▶ [Provided passage]:
· · · · ·
What makes for a best-in-class developer experience? In this post, guest contributor Kelly Little (AI Developer Marketing Director at Graphcore) explains why developer experience should be front-and-center in your developer marketing strategy.

As the technology landscape evolves with the progression of AI, it has become increasingly clear that developers are at the heart of machine intelligence innovation. This includes researchers, scientists, and engineers, who act as influencers and decision-makers in adopting new technologies to advance the next generation of AI.
Developer experience (DX) plays a crucial role in this decision-making process. DX is a broad discipline encompassing a full range of developer marketing and developer relations activity—everything from product design to documentation to developer portals. These components work together to create a cohesive experience; for example, insights from developer relations can inform your product roadmap, while marketing efforts can help your innovations resonate with developers.
At Graphcore, we design specialized AI compute to enable innovators to unlock the next breakthroughs in machine intelligence. I’m fortunate to work with leaders in the AI field and collaborate with teams—from Field Engineering to Solution Architects to Applied AI—where enhancing DX is a primary objective. I draw on their expertise to transform deeply technical customer feedback into well-informed marketing strategies that help support the developer journey.
At CatchyCon in Seattle, I was invited to join a panel discussion exploring the rise of the developer experience: what it means, why it’s important, how to enhance it, and what value it brings to technology companies. In this blog, I’ll share my perspective on what makes an overall best-in-class developer experience—of which marketing is a key component.

What is Developer Experience and Why Does It Matter?
· · · · ·
▶ [Dataset rows]:

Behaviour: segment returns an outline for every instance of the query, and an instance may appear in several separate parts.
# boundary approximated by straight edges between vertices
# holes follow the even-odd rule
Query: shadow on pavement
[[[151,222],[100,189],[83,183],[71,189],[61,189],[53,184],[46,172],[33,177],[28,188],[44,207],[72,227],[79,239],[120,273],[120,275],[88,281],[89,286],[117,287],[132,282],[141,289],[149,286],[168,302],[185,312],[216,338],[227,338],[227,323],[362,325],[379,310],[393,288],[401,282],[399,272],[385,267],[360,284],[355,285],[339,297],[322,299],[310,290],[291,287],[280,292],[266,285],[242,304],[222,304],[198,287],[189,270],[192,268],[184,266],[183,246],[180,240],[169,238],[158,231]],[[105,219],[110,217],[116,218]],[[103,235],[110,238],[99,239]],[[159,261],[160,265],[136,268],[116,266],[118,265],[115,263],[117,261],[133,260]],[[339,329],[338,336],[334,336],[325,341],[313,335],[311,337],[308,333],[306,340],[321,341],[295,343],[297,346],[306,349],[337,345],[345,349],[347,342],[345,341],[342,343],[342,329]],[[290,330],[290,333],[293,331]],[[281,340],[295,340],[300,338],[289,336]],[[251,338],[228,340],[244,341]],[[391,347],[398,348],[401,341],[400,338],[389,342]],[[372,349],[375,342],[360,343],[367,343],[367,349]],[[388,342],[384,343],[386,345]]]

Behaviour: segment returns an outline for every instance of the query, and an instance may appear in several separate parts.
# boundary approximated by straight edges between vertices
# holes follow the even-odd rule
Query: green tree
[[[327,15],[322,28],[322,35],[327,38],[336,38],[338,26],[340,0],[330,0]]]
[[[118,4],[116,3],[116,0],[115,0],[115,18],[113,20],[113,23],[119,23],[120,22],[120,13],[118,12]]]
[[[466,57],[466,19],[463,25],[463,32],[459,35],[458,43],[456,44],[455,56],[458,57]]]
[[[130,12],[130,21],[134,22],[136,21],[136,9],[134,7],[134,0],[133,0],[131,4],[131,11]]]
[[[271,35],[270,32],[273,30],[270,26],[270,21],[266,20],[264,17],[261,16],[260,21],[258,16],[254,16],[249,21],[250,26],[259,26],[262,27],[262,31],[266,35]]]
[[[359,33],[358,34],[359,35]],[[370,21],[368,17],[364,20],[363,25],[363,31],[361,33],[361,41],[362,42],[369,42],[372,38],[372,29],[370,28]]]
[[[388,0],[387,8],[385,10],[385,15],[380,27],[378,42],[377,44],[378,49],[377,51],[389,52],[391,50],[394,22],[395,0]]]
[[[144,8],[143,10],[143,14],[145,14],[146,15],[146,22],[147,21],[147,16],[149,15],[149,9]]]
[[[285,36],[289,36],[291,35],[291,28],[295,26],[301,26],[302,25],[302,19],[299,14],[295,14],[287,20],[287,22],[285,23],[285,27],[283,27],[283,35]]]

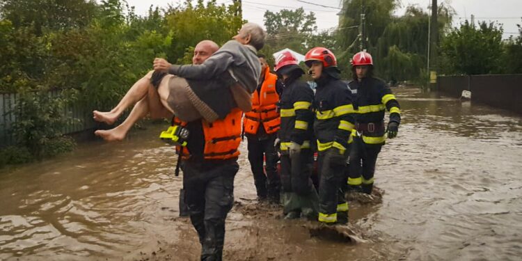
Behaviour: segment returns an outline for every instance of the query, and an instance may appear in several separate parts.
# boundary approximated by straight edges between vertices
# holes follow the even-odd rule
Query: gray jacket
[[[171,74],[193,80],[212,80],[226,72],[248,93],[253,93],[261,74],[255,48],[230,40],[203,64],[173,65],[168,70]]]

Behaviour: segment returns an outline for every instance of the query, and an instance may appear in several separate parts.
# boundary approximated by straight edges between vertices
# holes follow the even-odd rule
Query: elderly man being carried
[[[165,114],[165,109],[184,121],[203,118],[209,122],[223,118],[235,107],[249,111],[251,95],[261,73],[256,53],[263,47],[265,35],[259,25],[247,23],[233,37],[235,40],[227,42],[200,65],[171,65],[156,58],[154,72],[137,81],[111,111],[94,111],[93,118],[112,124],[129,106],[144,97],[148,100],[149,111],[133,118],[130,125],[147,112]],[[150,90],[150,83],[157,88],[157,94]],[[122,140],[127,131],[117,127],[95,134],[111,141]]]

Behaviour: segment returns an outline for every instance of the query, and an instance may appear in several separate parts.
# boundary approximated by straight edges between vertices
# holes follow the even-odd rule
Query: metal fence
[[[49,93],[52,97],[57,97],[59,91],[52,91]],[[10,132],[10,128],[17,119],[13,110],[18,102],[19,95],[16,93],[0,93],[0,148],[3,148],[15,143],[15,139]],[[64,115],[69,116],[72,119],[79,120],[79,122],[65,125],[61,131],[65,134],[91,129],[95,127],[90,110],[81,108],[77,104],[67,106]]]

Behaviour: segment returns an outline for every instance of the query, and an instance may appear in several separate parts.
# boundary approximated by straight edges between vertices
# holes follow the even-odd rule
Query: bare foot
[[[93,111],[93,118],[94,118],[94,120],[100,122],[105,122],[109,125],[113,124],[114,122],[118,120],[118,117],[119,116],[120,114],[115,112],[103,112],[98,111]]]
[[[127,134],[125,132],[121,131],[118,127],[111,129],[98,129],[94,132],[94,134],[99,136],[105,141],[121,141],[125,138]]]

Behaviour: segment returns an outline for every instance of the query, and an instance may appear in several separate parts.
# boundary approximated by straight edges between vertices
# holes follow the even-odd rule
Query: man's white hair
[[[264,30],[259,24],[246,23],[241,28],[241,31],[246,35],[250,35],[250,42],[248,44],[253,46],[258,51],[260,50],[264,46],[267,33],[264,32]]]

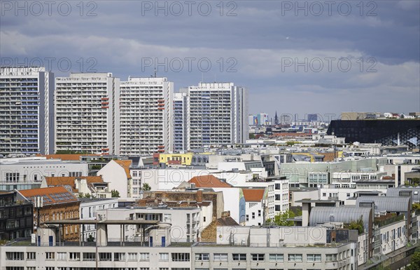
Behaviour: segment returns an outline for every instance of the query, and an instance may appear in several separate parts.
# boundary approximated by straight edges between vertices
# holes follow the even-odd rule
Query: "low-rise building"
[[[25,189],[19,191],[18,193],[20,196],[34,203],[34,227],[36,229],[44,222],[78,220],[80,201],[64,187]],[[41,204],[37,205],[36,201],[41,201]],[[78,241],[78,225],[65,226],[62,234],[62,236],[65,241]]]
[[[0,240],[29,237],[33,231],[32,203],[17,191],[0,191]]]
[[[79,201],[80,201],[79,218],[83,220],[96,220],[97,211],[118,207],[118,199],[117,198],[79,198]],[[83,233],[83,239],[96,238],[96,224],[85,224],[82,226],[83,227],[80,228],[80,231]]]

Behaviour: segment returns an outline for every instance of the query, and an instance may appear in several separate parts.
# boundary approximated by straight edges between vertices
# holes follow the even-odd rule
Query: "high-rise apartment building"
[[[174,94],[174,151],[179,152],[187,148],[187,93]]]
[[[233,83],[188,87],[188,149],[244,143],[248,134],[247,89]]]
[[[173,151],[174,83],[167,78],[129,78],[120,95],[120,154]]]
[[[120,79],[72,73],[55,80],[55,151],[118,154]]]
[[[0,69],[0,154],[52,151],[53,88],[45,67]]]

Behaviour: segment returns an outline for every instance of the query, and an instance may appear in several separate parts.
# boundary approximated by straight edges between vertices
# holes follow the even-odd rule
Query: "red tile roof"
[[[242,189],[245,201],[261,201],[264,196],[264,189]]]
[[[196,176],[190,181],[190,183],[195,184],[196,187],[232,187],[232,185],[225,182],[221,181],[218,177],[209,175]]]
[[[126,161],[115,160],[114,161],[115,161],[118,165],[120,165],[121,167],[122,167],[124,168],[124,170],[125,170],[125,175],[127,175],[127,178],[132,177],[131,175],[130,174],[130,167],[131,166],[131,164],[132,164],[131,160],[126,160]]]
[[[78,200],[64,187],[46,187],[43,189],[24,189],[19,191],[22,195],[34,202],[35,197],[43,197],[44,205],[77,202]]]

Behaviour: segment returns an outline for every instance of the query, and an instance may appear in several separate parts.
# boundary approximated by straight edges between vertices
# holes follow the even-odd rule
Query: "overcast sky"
· · · · ·
▶ [What is asked]:
- 1) In the post on developer experience, at which event did the author join a panel discussion?
- 2) Resume the developer experience post, picking up right after its last heading.

▶ [Answer list]:
- 1) CatchyCon in Seattle.

- 2)
“Developer Experience, or DX, refers to the ease, efficiency, and satisfaction developers experience while building, testing, and deploying software solutions. While UX caters to end-users, DX focuses on the needs and workflows of technical users such as developers, engineers, and programmers.” Tom Williams, Prioritizing DX: A User-Centric Approach to Technical Products
Developers are always looking for tools and resources that make it easier to perform essential tasks. But from a developer marketing standpoint, DX is also about delivering on the promise of your value proposition to developers.
When we’re tempted to reach for buzzwords like “easy to use,” is that true? When we say “frictionless,” is that true? When we claim products will “supercharge your development workflow,” is any of that actually true?
The purpose of the developer experience is to represent and advocate for the developer community. Developers are the customers, the influencers, and the trailblazers driving innovation through technology. Therefore, implementing a good developer experience is not just important—it’s absolutely non-negotiable. DX acts as a crucial bridge between marketing and the developer community. It’s at the very core of how you can attract, grow, and retain your developer community. Without it, you’ll lose developers fast.

What Makes for a Good Developer Experience?
There are many elements that contribute to a good developer experience. Obviously, technical aspects such as having a great API, smooth IDE, or clean code play a fundamental part, but let’s look at it through a developer marketing lens.
Practical Content: It’s stating the obvious, but content must be genuinely helpful and insightful for developers. It should be mapped across the entire developer journey and not just feed the awareness stage or top-of-funnel engagement. When defining and executing their content plan, marketers should think: What problem does this solve? Will developers learn something new? Will it make their lives easier? What stage of the developer journey does it address?
Multifaceted Resources: Comprehensive technical documentation is not just about having comprehensive content—it’s also about repurposing content into different formats for maximum utilization. For example, a technical document on a new programming technique might also be useful to developers as a how-to video, a technical blog, a GitHub code example, a tutorial, a Jupyter notebook, or even a webinar.
Clear Signposting: It’s no good having awesome content and resources if developers don’t know where to find them, and the search process is utterly painful. Think about the end-to-end user journey and how developers navigate not just your website but also your document portal and even your GitHub repos. Consider how they search or filter for information and how content should be mapped to lifecycle stages. Provide clear instructions on where developers can go next and why.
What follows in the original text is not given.